Provided records: Begin

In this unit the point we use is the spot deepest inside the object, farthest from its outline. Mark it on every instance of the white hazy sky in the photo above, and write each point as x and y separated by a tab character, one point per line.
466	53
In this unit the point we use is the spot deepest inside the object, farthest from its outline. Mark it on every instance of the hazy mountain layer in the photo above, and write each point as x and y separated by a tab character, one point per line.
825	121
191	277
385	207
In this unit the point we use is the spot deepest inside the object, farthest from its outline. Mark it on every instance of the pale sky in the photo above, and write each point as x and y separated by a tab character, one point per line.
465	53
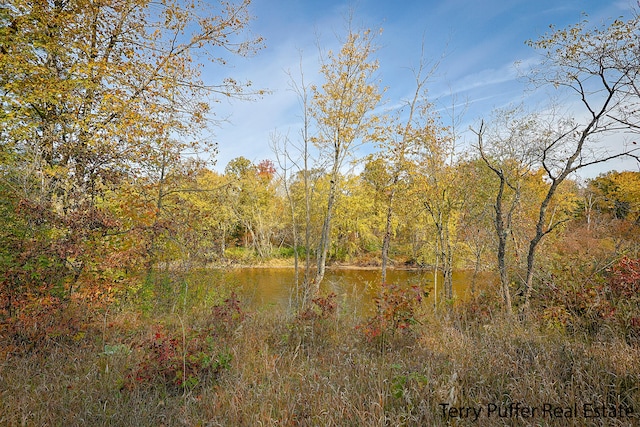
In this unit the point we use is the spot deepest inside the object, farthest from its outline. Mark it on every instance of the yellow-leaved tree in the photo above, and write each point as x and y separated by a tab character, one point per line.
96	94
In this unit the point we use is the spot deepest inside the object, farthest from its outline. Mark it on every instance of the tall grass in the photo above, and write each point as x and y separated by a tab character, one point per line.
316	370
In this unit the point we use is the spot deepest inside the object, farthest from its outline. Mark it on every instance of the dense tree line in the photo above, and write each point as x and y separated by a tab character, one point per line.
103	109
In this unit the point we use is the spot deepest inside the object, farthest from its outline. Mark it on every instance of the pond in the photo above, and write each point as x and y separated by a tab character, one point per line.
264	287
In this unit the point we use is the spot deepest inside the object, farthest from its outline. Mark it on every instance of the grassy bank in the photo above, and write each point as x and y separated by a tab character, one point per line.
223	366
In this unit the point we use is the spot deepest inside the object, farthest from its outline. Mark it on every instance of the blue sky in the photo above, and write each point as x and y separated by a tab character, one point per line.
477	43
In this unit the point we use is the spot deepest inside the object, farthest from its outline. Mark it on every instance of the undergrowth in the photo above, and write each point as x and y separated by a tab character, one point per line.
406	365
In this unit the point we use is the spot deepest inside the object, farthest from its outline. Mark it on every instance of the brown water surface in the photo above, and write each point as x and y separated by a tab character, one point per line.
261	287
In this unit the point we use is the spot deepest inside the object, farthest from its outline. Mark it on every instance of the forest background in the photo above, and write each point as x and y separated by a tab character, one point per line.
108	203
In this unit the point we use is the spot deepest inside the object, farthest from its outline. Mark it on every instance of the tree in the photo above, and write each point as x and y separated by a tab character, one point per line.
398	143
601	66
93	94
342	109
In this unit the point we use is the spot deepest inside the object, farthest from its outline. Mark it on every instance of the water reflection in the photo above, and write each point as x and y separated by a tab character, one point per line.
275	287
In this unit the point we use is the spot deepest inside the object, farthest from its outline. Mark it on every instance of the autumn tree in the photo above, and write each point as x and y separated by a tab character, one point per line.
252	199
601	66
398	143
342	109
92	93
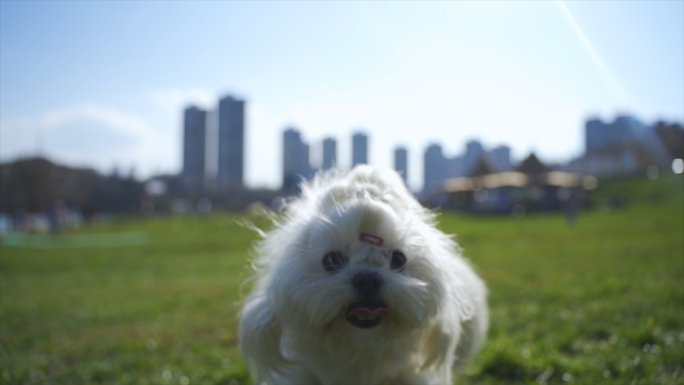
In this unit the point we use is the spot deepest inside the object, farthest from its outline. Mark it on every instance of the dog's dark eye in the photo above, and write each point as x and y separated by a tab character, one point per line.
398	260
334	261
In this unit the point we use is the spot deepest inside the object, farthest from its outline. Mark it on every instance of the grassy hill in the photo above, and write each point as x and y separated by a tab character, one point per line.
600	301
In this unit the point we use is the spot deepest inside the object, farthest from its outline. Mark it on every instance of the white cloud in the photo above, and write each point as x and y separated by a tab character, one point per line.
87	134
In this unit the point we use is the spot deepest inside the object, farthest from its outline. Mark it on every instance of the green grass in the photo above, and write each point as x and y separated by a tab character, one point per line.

Provided records: End

● **What needs to be done**
The answer must repeat every line of the listing exactly and leave the pictures out.

● **Answer for the task**
In this unit the point we use is the spot deepest inside the object, farthest from its outline. Mark it on every instance of the white hazy sky in the photo above, and write each point as x and y separated by a tab character, one point per line.
466	53
In this unit the point we use is the spot deepest inside the object, farthest from its outline. Mark it on every instance of the hazy mountain layer in the photo above, and write each point as x and y separated by a tab character, one point per line.
825	121
191	277
385	207
In this unit the point we use is the spot deepest inside the object, farthest from its outline. Mark it on every instance of the pale sky in the photo above, and write each point as x and y separated by a tab character, one point per line.
465	53
In this unit the point we use is the spot deepest inside the object, farthest from its outline. Mark it on every instance of the yellow-leaved tree in the photo above, and write each point as x and y separated by a tab character, one point per line.
96	94
In this unit the point we use is the spot deepest inside the object, farthest from its outline. Mark it on every instance of the tall grass in the photo above, and write each point as x and y separated by a tab character, one point per line.
316	370
In this unit the point we use is the spot deepest inside the object, farthest from its outline. Mark it on every instance of the dense tree line in the photo above, and write each point as x and y separated by a tab character, one point per line.
103	109
In this unit the point we use is the spot deepest inside the object, farthest from its outline. Mark it on every instance of the pond in the photo above, and write each point as x and y separated by a tab character, one point per line.
264	287
In this unit the point we use is the spot deepest inside the object, farthest from its outline. Mark it on every instance of the grassy bank in the photo above, and write each point as x and y separated by a tab character, one point per line.
223	366
In this unit the point we use is the spot deepest inside the object, farthest from its outline. Mark it on every instance of the blue sky in the photo above, and write each point as x and y separated by a tab character, one point per line.
477	43
In this unit the point we use is the spot deepest inside the object, farthest from its outline. Mark it on every instance of the undergrowth in the photo above, and write each point as x and y separated by a tab character, one point per line.
406	365
In this unit the point we use is the spot deepest inside the object, farthest from its outline. Mark it on every instance of the brown water surface in the photo above, and write each point as x and y separated by a tab character, one point per line.
261	287
In this unit the point we use is the spot deepest inside the object, farthest from its outline. Mark it on every instance of the forest background in the photo above, and write each point as x and y separated by a tab character, one point per line.
108	203
In this unit the point we use is the spot deepest inside the object, farthest from its outline. Mark it on every instance of the tree in the photo above, and write each point as x and y separated by a tab character, one point per line.
398	143
601	66
93	94
342	109
In this unit the point we use is the spot deepest inside the object, farthest from its outline. Mark it on every instance of the water reflection in the photo above, and write each point as x and y separated by a tab character, one point per line.
275	287
In this unit the point we use is the spot deepest inside the object, farthest from its outline. Mark it on every instance of the autumn tree in the photo above, and write each point as x and y separated by a tab character, one point per line.
252	199
601	66
398	143
342	109
92	93
In this unit the point we use is the spot deepest inside the object, farthest from its outline. Mark it on every instance of the dog's dark eye in the photo above, and write each point as x and y separated by a tab character, one point per line.
398	260
334	261
In this unit the point we use is the spot deepest inside the object, farthest from its outline. Mark it on every instance of the grassy hill in the photo above, and write each point as x and y separated by a tab character, one point per line.
600	301
In this unit the point we use is the spot deepest inside the object, farthest from its outline. Mark it on every instance of the white cloud in the photo above, and write each point as x and y separated by a tab character, one point per line.
87	134
In this unit the point we use is the spot deepest inside the object, farthest from its outline. Mark it on every instance of the green grass in the photo above, and write each point as x and y separated by a tab character, one point per line.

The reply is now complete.